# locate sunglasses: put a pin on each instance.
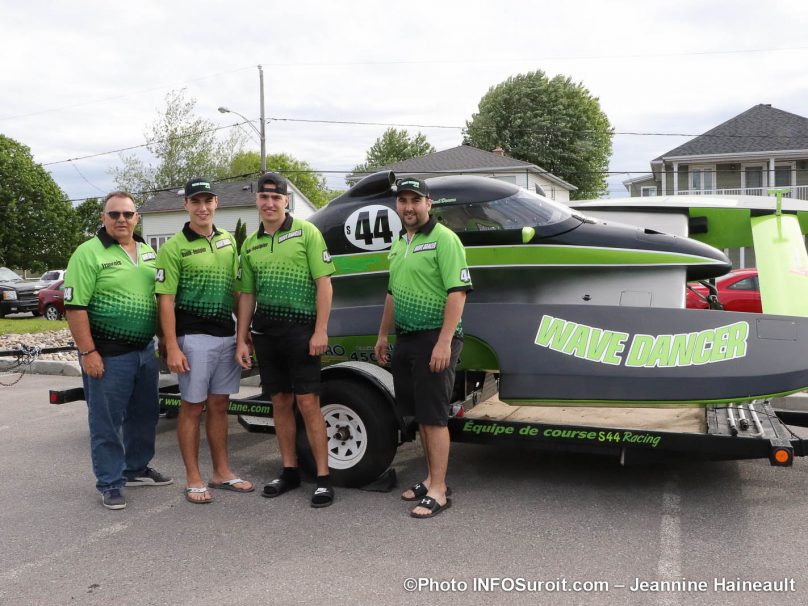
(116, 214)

--

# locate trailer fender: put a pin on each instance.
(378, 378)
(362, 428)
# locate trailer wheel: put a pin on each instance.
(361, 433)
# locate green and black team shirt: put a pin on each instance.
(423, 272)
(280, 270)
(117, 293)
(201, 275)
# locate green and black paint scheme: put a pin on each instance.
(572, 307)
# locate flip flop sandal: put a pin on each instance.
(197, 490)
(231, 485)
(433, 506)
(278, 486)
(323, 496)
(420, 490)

The task:
How many lines above contain the word "black"? Case counts. Reply with only the number.

Task answer:
2